Document segment —

::::

Despite Diplomatic Tensions, U.S.-Russian Space Ties Persist

Posted: March 10, 2014 at 11:45 pm

hide captionRussian personnel are the first to meet space station crew members when they return to earth.

Russian personnel are the first to meet space station crew members when they return to earth.

Tonight, Russian cosmonauts Sergey Ryazanskiy, Oleg Kotov and NASA Astronaut Mike Hopkins will return to earth from the International Space Station.

Parachutes will open, and the duo's Russian-built Soyuz capsule will touch down on the remote, frozen plains of the central Asian republic of Khazakstan.

But this March is a particularly chilly time for Hopkins to be landing: Russia's military intervention in Crimea is straining relations between the two superpowers. And, while NASA has a team in place to welcome Hopkins home, it's Russian helicopters that will be picking him up.

::::

Request A —
List every person named in the news article about U.S.-Russian space ties.

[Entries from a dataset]
::::

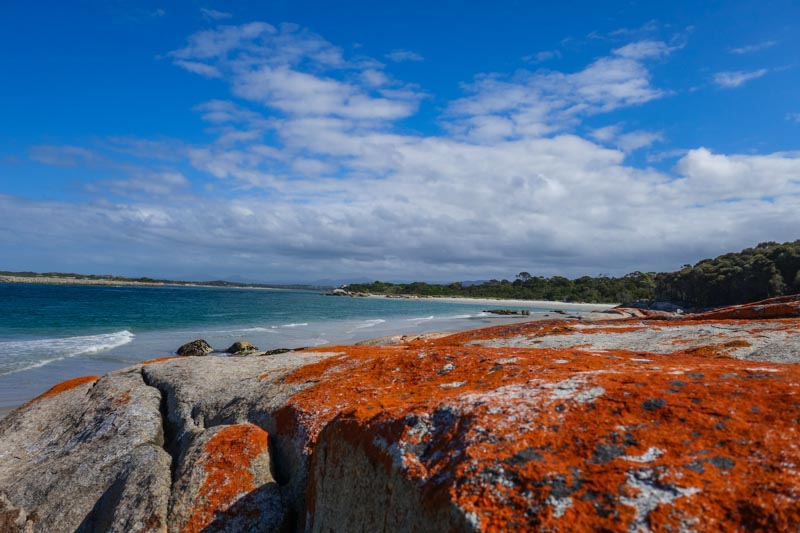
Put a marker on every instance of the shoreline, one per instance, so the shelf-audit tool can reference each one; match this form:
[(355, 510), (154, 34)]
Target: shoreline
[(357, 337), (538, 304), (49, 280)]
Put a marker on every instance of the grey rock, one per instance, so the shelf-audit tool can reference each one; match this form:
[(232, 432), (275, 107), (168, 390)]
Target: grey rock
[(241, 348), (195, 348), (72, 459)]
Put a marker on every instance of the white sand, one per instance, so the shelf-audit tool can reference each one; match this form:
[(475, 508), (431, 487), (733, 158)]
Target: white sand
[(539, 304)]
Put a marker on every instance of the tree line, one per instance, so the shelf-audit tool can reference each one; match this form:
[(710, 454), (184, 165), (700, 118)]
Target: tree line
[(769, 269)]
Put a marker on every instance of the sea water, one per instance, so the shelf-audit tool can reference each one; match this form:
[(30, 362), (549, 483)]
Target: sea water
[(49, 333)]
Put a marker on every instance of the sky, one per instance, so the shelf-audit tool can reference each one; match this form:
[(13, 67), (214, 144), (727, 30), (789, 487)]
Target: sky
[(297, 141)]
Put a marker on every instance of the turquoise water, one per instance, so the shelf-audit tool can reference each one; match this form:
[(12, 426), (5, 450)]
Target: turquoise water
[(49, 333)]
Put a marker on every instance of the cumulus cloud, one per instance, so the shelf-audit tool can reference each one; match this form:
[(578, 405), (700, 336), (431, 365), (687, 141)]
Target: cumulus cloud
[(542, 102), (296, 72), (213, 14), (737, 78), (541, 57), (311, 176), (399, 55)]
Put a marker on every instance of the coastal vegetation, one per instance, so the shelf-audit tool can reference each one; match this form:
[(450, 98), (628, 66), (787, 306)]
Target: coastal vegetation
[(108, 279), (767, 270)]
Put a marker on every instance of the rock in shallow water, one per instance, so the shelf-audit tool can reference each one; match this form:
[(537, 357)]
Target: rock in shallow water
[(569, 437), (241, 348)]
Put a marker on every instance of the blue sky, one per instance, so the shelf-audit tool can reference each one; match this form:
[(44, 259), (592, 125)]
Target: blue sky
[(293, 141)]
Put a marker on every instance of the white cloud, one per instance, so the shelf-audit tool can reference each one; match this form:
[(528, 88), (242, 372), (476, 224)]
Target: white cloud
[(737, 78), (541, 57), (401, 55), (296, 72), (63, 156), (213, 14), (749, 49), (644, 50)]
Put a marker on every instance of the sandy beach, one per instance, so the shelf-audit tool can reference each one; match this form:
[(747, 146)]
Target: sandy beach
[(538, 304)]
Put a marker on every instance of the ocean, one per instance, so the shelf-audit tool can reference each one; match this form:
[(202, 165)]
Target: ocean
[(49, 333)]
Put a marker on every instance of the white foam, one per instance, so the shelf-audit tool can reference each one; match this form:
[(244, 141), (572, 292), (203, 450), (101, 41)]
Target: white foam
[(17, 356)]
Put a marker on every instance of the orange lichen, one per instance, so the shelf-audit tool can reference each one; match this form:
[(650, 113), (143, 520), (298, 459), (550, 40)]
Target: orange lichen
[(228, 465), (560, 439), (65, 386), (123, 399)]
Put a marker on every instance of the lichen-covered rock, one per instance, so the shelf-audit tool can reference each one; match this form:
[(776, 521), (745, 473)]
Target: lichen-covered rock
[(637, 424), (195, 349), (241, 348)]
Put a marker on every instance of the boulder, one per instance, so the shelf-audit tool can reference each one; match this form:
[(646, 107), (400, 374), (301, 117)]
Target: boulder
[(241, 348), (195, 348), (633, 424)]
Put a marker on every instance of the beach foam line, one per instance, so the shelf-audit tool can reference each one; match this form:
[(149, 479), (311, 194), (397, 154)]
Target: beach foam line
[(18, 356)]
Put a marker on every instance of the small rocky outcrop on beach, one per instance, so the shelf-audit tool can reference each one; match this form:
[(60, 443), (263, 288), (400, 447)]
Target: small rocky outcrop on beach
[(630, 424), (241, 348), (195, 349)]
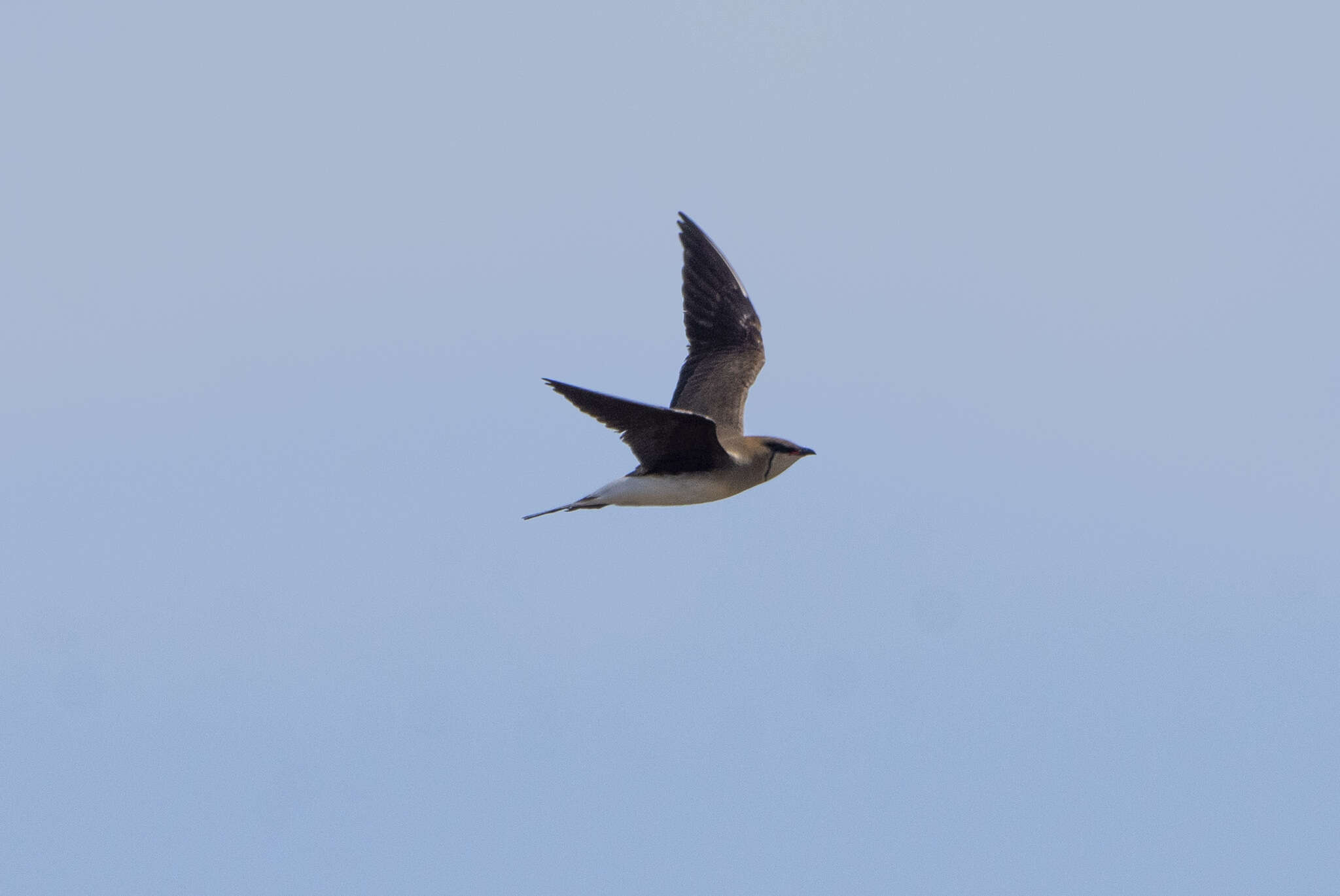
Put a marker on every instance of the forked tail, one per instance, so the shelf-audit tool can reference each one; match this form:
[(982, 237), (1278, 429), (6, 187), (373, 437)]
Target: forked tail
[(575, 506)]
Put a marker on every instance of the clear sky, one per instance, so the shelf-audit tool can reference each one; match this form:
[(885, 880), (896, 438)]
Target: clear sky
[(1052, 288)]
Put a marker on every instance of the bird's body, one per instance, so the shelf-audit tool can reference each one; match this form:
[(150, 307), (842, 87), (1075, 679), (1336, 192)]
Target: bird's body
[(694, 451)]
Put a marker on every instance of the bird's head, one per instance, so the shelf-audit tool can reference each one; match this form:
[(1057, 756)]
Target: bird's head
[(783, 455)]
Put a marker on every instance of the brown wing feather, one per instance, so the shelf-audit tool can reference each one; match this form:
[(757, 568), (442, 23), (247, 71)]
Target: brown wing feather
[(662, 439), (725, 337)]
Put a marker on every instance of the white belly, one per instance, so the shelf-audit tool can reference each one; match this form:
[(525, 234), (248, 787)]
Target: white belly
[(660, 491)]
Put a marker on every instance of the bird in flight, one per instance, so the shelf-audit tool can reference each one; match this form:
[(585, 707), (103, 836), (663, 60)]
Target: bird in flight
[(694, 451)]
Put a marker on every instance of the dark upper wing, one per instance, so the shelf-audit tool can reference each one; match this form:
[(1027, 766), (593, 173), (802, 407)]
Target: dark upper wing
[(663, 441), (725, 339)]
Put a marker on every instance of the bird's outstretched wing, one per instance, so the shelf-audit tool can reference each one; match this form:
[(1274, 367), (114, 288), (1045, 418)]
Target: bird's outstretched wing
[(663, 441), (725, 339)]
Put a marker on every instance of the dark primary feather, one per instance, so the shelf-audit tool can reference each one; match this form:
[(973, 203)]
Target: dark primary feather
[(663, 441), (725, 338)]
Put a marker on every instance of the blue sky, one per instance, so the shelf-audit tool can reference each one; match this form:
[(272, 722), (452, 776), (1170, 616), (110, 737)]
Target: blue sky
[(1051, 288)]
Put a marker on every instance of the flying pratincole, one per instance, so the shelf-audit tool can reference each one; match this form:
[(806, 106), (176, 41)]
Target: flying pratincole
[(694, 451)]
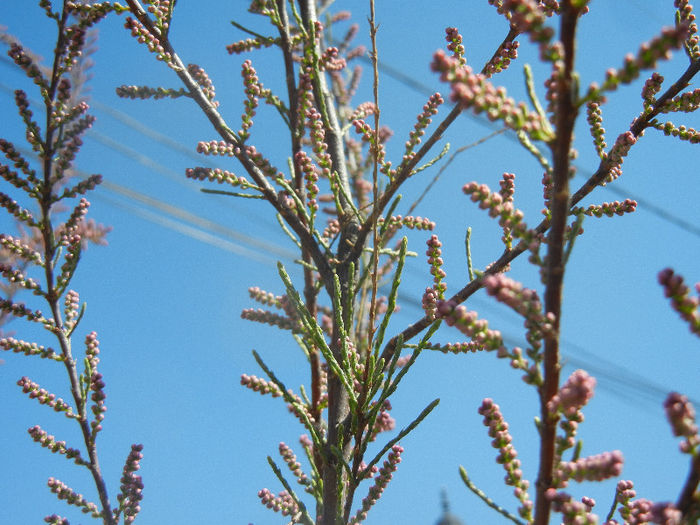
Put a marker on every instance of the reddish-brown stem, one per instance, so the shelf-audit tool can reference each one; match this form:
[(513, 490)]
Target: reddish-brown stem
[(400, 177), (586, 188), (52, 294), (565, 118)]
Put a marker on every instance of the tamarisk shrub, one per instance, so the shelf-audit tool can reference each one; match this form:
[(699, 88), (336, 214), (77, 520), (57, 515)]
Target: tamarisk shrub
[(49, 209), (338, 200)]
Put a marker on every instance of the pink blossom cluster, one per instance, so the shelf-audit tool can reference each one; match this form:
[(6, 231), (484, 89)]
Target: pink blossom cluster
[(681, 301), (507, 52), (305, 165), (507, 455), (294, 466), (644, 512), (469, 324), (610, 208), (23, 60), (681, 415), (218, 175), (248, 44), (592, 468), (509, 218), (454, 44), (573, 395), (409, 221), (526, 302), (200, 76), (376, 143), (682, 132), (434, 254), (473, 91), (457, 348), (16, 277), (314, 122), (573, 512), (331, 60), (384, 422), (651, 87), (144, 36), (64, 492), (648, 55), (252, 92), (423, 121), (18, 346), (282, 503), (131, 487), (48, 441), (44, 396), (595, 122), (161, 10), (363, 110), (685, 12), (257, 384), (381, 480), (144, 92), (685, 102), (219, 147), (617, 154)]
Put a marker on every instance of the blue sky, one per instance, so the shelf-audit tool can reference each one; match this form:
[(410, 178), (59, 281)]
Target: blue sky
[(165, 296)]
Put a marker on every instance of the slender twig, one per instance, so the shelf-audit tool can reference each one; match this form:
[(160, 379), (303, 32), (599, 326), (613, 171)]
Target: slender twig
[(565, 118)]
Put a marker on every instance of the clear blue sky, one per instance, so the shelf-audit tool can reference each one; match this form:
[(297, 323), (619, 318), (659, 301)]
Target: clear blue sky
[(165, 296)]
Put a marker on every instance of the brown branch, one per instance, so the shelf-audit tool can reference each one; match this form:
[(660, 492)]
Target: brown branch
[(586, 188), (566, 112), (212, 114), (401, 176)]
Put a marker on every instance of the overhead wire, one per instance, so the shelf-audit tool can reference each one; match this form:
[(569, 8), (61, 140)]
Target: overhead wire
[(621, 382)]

::::

Request B —
Output the lines of the entries above, starting at the beginning of the entries and ending at the line that contains "[(357, 337), (538, 304), (49, 280)]", with both ends included. Leave out the pictures.

Problem solution A —
Sergey Ryazanskiy, Oleg Kotov, Mike Hopkins

Problem solution B —
Put a marker on every instance of the shoreline, one per instance, so the shelf-audit tool can reference each one; match this form:
[(355, 510), (154, 34)]
Target: shoreline
[(357, 337), (538, 304), (49, 280)]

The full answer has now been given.